**Task details:**
Print out the complete set of records below, exactly as they read.

[Collected data entries]
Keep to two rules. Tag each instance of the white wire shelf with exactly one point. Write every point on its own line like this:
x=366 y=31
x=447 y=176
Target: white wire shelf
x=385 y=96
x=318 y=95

**The answer:**
Keep to two rules. Tag each instance of the white wire shelf with exactly one point. Write every point on its own line like this:
x=366 y=31
x=447 y=176
Target: white wire shelf
x=385 y=96
x=318 y=95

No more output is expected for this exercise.